Re: [Repeater-Builder] Part 97 question reference to Repeater control

2007-11-07 Thread MCH
I recall when that 5 second rule was removed. Someone put their repeater
on 24-7-365 and it was legal from a transmission point of view. Now,
when it comes to interference that is another matter.

BTW, I have emailed Riley about this. I'll let the list know what he
says.

Joe M.

Nate Duehr wrote:
 
 On Nov 7, 2007, at 4:46 PM, MCH wrote:
 
  That's what I'm seeing, too. The control link used to be required. I'm
  thinking it got axed from Part 97 - perhaps around the same time that
  the rule that repeaters must discontinue transmitting within FIVE
  SECONDS of the input going inactive was removed.
 
 Yeah, with that rule gone I'm surprised at how many repeater
 controllers still enforce it.  I'd prefer longer hang-times for less
 transmitter cycling, really.
 
 Might as well leave it up for up to 30-60 seconds, as long as the
 controller is properly ID'ing it.


Re: [Repeater-Builder] Part 97 question reference to Repeater control

2007-11-07 Thread N9LLO
 
In a message dated 11/7/2007 6:37:16 P.M. Eastern Standard Time, [EMAIL 
PROTECTED]  
writes:

I seem  to recall a part in the rules which required some means of
control in  addition to Automatic Control. I cannot find that now.

Joe  M.



Repeater rules and part 97 in general has changed a lot. Greatly  simplified, 
thank you FCC.
Everyone here should probably take a good look at the current rules judging  
by some of the replies.
That is one of the reasons these topics are not too well liked by the  
admin's, everyone has their own wrong opinion of what is right.

§ §

§ **What you will do**
1. Answer these questions using the repeater control thread:
(a) Whom did Joe M. email about the matter?
(b) Under the removed rule, within how many seconds of the input going inactive did repeaters have to stop transmitting?
(c) According to Nate Duehr, for how long might a repeater be left up, provided the controller is properly ID'ing it?
2. Reproduce, without any change, the part of the repeater control thread that opens with the words containing "BTW, I have" and closes with "inactive was removed.".

§ §

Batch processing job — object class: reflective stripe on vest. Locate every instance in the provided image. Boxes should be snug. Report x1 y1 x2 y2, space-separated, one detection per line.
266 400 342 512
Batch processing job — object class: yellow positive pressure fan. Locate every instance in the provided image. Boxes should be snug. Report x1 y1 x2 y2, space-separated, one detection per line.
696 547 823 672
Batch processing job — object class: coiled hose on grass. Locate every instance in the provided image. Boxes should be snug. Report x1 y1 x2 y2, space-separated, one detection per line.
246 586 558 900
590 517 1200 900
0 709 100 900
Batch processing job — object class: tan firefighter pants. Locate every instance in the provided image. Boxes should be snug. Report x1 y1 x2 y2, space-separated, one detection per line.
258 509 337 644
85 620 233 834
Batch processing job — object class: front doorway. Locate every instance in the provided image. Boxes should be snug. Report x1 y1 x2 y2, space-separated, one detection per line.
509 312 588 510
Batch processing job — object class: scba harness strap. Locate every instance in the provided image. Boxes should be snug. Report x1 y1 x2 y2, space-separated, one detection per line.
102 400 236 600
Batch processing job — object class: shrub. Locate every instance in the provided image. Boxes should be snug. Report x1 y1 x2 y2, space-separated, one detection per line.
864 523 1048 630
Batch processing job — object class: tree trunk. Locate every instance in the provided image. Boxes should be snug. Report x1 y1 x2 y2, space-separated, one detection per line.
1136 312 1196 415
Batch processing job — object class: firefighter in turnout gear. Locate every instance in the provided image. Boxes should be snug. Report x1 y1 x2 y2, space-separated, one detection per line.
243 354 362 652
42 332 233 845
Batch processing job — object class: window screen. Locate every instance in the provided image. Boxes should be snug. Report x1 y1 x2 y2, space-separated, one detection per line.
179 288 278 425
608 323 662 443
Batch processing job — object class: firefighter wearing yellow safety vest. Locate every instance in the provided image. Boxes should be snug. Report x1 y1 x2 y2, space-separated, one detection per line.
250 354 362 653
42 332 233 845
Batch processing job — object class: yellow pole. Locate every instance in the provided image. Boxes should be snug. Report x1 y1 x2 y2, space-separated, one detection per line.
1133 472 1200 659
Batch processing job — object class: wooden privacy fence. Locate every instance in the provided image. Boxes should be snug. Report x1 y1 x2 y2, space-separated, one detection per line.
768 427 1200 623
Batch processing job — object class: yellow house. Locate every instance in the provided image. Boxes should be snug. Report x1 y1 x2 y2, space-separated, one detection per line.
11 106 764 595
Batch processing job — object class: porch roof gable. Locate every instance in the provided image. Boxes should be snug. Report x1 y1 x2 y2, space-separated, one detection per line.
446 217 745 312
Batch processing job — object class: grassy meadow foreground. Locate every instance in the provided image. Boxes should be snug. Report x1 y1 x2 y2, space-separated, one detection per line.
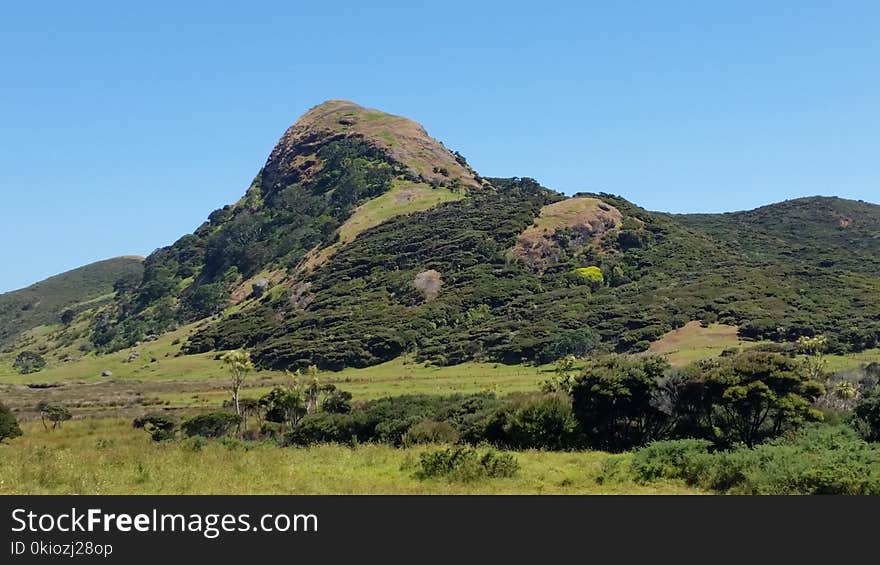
0 322 880 494
0 419 699 495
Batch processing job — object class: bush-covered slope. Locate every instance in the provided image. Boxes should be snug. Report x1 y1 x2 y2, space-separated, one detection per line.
189 183 880 368
0 257 144 343
20 100 880 369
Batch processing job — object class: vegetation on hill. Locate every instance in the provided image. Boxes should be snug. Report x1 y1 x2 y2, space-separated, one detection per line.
0 257 143 345
3 100 880 376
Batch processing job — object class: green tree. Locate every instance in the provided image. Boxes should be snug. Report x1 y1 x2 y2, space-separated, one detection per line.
698 351 824 447
132 414 177 441
797 335 828 382
220 349 254 418
180 412 241 438
61 309 76 326
0 404 21 442
571 355 674 451
853 386 880 442
37 402 73 431
12 351 46 375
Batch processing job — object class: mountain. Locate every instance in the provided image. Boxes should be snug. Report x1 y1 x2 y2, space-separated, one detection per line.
677 196 880 275
0 257 144 344
6 100 880 369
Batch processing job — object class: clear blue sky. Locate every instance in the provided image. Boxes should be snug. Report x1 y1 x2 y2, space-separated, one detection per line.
0 0 880 292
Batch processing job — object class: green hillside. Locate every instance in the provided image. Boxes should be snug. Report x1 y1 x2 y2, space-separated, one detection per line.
0 257 143 344
7 100 880 370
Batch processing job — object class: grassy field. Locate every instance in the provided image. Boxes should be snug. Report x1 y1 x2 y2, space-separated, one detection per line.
648 321 755 367
0 419 698 495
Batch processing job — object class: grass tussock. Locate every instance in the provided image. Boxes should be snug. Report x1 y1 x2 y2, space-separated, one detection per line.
0 420 699 495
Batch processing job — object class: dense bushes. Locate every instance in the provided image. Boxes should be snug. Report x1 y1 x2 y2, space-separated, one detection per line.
416 446 519 481
0 403 21 442
180 412 241 438
132 414 177 441
853 386 880 442
564 351 824 451
485 393 577 449
12 351 46 375
286 393 502 446
631 425 880 495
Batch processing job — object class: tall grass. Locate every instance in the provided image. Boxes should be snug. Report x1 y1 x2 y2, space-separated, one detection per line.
0 420 696 495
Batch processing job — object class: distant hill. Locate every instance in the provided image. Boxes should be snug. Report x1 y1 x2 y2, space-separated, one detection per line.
0 257 143 344
676 196 880 275
8 100 880 369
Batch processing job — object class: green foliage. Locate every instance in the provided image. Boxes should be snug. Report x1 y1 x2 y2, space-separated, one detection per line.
853 386 880 442
132 413 177 441
571 355 674 451
485 393 577 450
692 352 824 446
93 138 395 351
0 403 21 442
180 412 241 438
287 393 501 446
0 257 143 344
36 401 73 431
403 420 458 446
630 439 712 481
12 351 46 375
632 425 880 495
416 446 519 482
571 266 605 289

§ §

§ **Exercise results**
1.
(a) Riley.
(b) Five seconds.
(c) Up to 30–60 seconds.

2.
BTW, I have emailed Riley about this. I'll let the list know what he
says.

Joe M.

Nate Duehr wrote:
 
 On Nov 7, 2007, at 4:46 PM, MCH wrote:
 
  That's what I'm seeing, too. The control link used to be required. I'm
  thinking it got axed from Part 97 - perhaps around the same time that
  the rule that repeaters must discontinue transmitting within FIVE
  SECONDS of the input going inactive was removed.